**Reading passage**
..........

Re: [PATCH v10 2/2] irqchip/loongarch-avec: Add AVEC irqchip support

Huacai Chen <chenhuacai@xxxxxxxxxx> · Wed, 21 Aug 2024 21:14:30 +0800

Hi, Thomas,

Just some complements for Tianyang.

On Wed, Aug 21, 2024 at 12:29 AM Thomas Gleixner <tglx@xxxxxxxxxxxxx> wrote:
>
> On Thu, Aug 15 2024 at 19:26, Tianyang Zhang wrote:
> >  .../arch/loongarch/irq-chip-model.rst         |  32 ++
> >  .../zh_CN/arch/loongarch/irq-chip-model.rst   |  32 ++
> >  arch/loongarch/Kconfig                        |   1 +
> >  arch/loongarch/include/asm/cpu-features.h     |   1 +
> >  arch/loongarch/include/asm/cpu.h              |   2 +
> >  arch/loongarch/include/asm/hardirq.h          |   3 +-
> >  arch/loongarch/include/asm/hw_irq.h           |   2 +
> >  arch/loongarch/include/asm/irq.h              |  25 +-
> >  arch/loongarch/include/asm/loongarch.h        |  18 +-
> >  arch/loongarch/include/asm/smp.h              |   2 +
> >  arch/loongarch/kernel/cpu-probe.c             |   3 +-
> >  arch/loongarch/kernel/irq.c                   |  15 +-
> >  arch/loongarch/kernel/paravirt.c              |   5 +
> >  arch/loongarch/kernel/smp.c                   |   6 +
> >  drivers/irqchip/Makefile                      |   2 +-
> >  drivers/irqchip/irq-loongarch-avec.c          | 426 ++++++++++++++++++
> >  drivers/irqchip/irq-loongarch-cpu.c           |   5 +-
> >  drivers/irqchip/irq-loongson-eiointc.c        |   7 +-
> >  drivers/irqchip/irq-loongson-pch-msi.c        |  24 +-
> >  include/linux/cpuhotplug.h                    |   3 +-
>
> This patch is doing too many things at once and is absolutely not
> reviewable.

..........

**Task**
Retype the patch reply word for word, from "Re: [PATCH v10" up to and including "complements for Tianyang.". Rely only on the patch reply above.

..........

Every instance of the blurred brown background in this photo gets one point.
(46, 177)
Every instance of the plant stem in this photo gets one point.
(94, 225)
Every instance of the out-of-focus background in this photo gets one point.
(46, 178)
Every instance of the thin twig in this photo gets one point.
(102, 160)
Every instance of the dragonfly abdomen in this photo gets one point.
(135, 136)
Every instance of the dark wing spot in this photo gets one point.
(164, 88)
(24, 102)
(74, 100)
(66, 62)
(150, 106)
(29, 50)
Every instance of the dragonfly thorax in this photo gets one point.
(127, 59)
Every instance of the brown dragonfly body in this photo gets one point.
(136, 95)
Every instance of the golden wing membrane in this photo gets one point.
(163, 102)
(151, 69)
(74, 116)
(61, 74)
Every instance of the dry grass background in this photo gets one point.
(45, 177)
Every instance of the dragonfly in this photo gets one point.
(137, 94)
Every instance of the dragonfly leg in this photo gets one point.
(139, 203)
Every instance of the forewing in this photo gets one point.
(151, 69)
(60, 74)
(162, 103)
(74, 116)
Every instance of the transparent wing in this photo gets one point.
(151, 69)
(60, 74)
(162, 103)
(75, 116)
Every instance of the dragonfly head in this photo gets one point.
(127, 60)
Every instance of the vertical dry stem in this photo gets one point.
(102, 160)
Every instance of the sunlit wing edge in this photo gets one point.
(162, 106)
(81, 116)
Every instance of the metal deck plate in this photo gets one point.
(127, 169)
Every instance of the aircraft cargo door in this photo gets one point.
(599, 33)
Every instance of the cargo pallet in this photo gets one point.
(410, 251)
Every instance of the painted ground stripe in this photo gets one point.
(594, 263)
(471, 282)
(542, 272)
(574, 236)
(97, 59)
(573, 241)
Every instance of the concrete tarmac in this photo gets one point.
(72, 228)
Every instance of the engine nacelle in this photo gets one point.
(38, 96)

..........

**Exercise answer**
Re: [PATCH v10 2/2] irqchip/loongarch-avec: Add AVEC irqchip support

Huacai Chen <chenhuacai@xxxxxxxxxx> · Wed, 21 Aug 2024 21:14:30 +0800

Hi, Thomas,

Just some complements for Tianyang.